When it comes to our finances, January is typically the month when our chickens come home to roost. Christmas has resulted in a frenzy of consumerism and credit cards have taken the hit, but in January those bills land on the doormat. Add to that the current economic woes of rising interest rates, exorbitant energy costs and pending tax increases to help pay for the UK’s Covid response, and it’s easy to see how the financial hangover from this year’s festive season is going to cause anxiety for many.
Even in a good year the CIPD reckons that nearly half of the UK workforce experience financial difficulty of some sort. It can easily be caused by overspending or poor household budgeting, but it might also arise from a contentious divorce, insufficient pension funds, illness, a family rift, a poor investment. There are many potential reasons. Yet when the CIPD conducted a survey recently they found that although 57% of the UK employers consulted were actively focussed on the mental wellbeing of their staff, only 11% were looking at financial wellbeing.
Some might argue that when a person experiences financial difficulty then it’s a matter for the individual and no business of the employer. But if people are sufficiently worried about their finances then they are likely to suffer from stress, anxiety and insecurity, often accompanied by a sense of embarrassment, shame or failure. We might say that they are financially distressed. And then it is the business of the employer as we shall see.
When someone is financially distressed they are more likely to find it difficult to focus on work and their performance and behaviour can be negatively impacted. Even their physical health might be affected. This has obvious knock-on consequences for employers ranging from absenteeism, additional management resource, falling morale, and ultimately, less productivity. It is therefore important that financial wellness should be recognised by HR departments and included as an essential component of any mental wellbeing strategy.
|---|
__Questions to answer__:
(a) List every potential reason for financial difficulty that the article on employee financial wellbeing gives.
(b) Answer these questions using the article on employee financial wellbeing:
(i) What share of the UK employers in the CIPD survey were looking at financial wellbeing?
(ii) Which three current economic woes does the article name?
(iii) Of what strategy should financial wellness be an essential component?
(c) Write the next paragraph of the article on employee financial wellbeing, picking up after its final sentence.
The stored items are not needed for this work.

(Stored data)
|---|
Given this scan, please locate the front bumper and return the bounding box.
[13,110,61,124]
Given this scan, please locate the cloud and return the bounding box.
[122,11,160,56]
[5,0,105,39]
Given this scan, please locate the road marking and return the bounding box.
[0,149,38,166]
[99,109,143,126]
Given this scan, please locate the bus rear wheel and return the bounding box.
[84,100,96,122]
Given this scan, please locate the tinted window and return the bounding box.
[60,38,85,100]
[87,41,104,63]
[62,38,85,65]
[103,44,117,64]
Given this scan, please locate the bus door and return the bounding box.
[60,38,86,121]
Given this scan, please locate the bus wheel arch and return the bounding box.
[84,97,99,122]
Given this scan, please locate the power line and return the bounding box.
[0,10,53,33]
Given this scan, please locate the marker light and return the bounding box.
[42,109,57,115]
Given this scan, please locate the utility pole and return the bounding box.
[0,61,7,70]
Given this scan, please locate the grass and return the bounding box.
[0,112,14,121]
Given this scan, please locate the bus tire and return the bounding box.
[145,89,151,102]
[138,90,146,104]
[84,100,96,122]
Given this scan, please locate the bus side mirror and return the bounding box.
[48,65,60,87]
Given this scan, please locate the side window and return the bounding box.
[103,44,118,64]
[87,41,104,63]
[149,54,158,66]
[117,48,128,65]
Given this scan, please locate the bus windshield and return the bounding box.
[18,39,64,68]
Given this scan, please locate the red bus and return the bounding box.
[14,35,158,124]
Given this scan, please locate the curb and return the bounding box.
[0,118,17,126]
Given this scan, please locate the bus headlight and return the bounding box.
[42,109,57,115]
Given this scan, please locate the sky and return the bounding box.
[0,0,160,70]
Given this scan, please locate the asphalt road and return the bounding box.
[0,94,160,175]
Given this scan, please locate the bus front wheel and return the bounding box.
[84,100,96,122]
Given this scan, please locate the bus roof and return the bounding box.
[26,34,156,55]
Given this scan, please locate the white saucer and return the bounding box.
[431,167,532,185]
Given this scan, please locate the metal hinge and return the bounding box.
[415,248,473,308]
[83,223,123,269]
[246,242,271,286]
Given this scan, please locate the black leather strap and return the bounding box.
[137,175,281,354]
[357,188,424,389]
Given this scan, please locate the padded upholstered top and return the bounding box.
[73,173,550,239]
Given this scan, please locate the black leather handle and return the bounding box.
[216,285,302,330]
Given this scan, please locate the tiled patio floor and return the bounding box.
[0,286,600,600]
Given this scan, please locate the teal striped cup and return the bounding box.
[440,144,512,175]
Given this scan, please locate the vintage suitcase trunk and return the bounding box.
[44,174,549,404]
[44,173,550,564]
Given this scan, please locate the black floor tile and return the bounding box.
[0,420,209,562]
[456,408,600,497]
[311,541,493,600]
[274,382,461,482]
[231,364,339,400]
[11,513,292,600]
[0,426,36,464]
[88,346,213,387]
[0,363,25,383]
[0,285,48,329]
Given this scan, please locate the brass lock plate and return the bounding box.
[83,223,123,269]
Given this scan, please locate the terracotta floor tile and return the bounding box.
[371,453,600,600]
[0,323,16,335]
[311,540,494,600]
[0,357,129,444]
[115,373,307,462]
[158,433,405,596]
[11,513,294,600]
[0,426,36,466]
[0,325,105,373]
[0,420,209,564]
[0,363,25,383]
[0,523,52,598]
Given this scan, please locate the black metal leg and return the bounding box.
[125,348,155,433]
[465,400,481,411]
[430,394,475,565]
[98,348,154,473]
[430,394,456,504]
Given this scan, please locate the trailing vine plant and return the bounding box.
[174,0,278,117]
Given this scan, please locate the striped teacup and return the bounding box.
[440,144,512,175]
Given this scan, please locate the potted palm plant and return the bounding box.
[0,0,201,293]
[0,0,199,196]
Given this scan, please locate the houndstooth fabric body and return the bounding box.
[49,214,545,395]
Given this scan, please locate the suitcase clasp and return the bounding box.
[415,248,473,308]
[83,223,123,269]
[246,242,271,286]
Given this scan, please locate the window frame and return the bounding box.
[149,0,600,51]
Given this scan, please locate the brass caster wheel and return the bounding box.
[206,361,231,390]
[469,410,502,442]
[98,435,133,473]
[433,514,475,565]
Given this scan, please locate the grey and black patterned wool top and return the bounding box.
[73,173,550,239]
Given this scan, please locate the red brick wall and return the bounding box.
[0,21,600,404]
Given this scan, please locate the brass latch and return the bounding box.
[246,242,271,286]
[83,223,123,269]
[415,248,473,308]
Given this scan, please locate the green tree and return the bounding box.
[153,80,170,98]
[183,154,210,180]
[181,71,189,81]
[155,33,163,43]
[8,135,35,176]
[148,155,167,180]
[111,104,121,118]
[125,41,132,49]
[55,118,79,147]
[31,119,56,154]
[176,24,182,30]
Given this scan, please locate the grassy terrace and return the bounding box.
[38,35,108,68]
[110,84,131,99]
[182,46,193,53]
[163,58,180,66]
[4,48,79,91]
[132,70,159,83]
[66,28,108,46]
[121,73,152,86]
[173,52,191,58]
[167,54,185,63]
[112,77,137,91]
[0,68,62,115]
|---|
__Exercise results__:
(a) Overspending, poor household budgeting, a contentious divorce, insufficient pension funds, illness, a family rift, a poor investment

(b)
(i) 11%
(ii) Rising interest rates, exorbitant energy costs and pending tax increases to help pay for the UK's Covid response
(iii) Any mental wellbeing strategy

(c)
But, in practical terms, what can be done?
There’s a fine line to be drawn between an employer not caring and being too inquisitive and prying. Still, managers and colleagues can learn to recognise the symptoms of financial distress in others as well as themselves They can nurture a supportive environment where employees understand that it’s alright to discuss their financial problems and that they will receive a sympathetic hearing. HR managers can provide access to debt councillors and other areas of financial expertise. Employers can be flexible with pay structures, being sensitive to different age groups. For example, supporting young people with student debt is going to be different to supporting more financially literate older people with pension planning.
As we said at the beginning of this article, employees are more likely to benefit from discussion on financial wellness in January than at any other time of the year. Now is the time for caring employers to start the conversation and to provide the necessary support structure.